This little girl just made history as the world's first three-parent baby conceived through a new and controversial type of in vitro fertilization (IVF) technique. Doctors helped deliver the infant to a previously infertile couple in Kiev, Ukraine last January 5, according to a report from BBC News.
The brand new method is dubbed a pronuclear transfer, which is slightly different from the technique used in the birth of the first "modern three-parent" child in Mexico last year.
The doctors in Kiev fertilized the mother's egg with her partner's sperm, then transferred the combined genes to a donor egg. This way, the baby gets the genes of the parents, plus a small amount of DNA from the donor.
The three-person IVF was conceptualized to help women with serious genetic disorders - specifically mitochondrial disease - conceive a baby without passing on their condition. However, the doctors in Kiev used the technique to help a couple who are infertile instead of one suffering from mitochondrial disease.
According to a report from CNN, this has led to some controversy among experts in the medical community. The gender of the baby is key to the debate, because girls can pass on the genetic modifications to her children. Boy babies with donor mitochondria cannot pass on their modifications because when the sperm combines with the egg, the male mitochondrion dies. Only the mitochondrion from the female's egg is left in the embryo.

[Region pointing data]
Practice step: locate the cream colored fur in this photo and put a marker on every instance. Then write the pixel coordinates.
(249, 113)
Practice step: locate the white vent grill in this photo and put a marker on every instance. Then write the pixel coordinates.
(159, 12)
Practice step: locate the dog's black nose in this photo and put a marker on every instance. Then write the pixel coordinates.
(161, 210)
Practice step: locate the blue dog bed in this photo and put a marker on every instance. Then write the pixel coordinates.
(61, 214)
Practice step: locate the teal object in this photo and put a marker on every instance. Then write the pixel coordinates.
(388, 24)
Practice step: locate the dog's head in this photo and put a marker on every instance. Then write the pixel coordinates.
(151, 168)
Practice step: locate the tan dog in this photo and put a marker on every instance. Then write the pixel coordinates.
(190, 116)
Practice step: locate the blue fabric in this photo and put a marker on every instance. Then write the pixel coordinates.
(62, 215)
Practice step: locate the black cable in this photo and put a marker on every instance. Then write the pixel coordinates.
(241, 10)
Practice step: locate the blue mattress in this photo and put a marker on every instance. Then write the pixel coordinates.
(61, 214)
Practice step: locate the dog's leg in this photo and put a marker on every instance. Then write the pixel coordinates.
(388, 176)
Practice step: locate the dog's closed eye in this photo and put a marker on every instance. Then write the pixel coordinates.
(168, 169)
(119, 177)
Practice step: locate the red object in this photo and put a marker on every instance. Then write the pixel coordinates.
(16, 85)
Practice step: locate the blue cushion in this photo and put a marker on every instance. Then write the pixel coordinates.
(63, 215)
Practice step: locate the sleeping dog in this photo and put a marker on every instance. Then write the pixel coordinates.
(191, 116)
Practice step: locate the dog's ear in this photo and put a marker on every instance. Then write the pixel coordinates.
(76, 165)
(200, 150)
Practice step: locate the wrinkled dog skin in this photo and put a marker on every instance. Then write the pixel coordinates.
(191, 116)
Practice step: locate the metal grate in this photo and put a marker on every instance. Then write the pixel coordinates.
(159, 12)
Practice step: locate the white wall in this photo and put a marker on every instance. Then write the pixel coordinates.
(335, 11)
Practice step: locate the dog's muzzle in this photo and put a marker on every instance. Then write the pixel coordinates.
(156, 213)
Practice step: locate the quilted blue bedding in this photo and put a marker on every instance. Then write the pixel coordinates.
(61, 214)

...

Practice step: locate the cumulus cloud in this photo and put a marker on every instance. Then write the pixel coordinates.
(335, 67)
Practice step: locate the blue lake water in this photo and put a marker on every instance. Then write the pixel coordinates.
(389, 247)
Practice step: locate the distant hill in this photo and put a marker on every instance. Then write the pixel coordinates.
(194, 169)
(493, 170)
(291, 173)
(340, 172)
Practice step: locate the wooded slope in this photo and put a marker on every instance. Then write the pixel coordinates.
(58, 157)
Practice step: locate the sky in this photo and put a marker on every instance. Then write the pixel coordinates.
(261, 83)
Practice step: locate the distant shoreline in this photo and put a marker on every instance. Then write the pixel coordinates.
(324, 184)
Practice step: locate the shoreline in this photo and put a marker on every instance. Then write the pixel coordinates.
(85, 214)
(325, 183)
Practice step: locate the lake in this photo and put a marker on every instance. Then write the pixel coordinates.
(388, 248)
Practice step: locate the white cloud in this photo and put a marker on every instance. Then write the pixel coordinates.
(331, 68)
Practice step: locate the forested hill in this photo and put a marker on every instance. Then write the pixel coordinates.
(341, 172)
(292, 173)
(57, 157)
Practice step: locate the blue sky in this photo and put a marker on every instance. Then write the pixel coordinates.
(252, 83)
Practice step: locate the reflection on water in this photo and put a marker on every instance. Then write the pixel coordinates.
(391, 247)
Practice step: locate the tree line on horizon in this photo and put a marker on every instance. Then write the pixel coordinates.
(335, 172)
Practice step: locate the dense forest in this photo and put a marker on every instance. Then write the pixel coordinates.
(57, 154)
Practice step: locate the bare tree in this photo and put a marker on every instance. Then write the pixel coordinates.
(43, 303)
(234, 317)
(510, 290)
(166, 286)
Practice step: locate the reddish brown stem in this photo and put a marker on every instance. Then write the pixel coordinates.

- Instructions to follow: Can you continue the article on the three-parent baby born in Kiev, starting after its last sentence?

- Answer space:
"I do think it's highly significant that this is a girl because we know for sure that she will be passing on her mitochondrial DNA through her maternal line," adjunct assistant professor at the University of Alberta School of Public Health Lori P. Knowles told CNN.
Dr. Valery Zukin, the director of the Nadiya Clinic for Reproductive Medicine where the controversial three-person IVF was performed, explained that their procedure did not produce a suitable male embryo. Upon discussing the matter with both the couple and a medical review board, they decided to continue with the procedure. There are no laws or restrictions prohibiting the use of this technique in Ukraine.